2. La réception critique par la presse

La réception journalistique, au début extrêmement réservée sans être pour autant hostile aux genres populaires, reçoit les premiers romans d'espionnage comme d'aimables exercices de littérature ludique. Ensuite, avec les romans policiers proprement dits qui commencent à paraître à partir de 1986, la critique relève certains aspects de cette diversité de styles qui dessine une évolution assez caractéristique. On passe d'un roman volontariste et édifiant, à des digressions humoristiques et bon enfant, pour finir dans des chroniques aigres-douces :

De Djamal Dib au commissaire Llob, on est passé de l'enquêteur rigolard et partisan du secteur public à quelqu'un d'aussi compétent mais qui n'en avoue pas moins à un détour de page que sa droiture l'a fait ranger parmi les innombrables vaincus. Exit le héros [6].

Les critiques reconnaissent au genre naissant en Algérie, les maladresses du débutant : "Le roman policier algérien n'est qu'à ses premiers balbutiements et l'écriture de Mohamed Benayat se cherche encore. Quel avenir les attend-il ?" [7]. Ils relèvent cependant une constante hésitation entre l'investissement du genre, et la volonté de produire les signes d'une production littéraire qui n'ignore rien des subtilités de la littérature dite sérieuse : "Les polars parus à ce jour, s'excusent presque d'être des polars. Et leurs auteurs succombent toujours à la tentation de montrer aux lecteurs qu'ils ne sont pas que de pauvres imbéciles, esprits tordus s'amusant à répandre au fil des pages des litres d'hémoglobines et des injures de charretier.[8].

Données fournies

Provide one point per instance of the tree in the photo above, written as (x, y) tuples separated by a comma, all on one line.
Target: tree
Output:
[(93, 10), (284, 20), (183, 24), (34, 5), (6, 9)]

Détails de l'exercice
Renvoyez à l'identique le passage du texte de lecture qui va de « De Djamal Dib » jusqu'à « Exit le héros [6]. » inclus.

Résultat attendu
De Djamal Dib au commissaire Llob, on est passé de l'enquêteur rigolard et partisan du secteur public à quelqu'un d'aussi compétent mais qui n'en avoue pas moins à un détour de page que sa droiture l'a fait ranger parmi les innombrables vaincus. Exit le héros [6].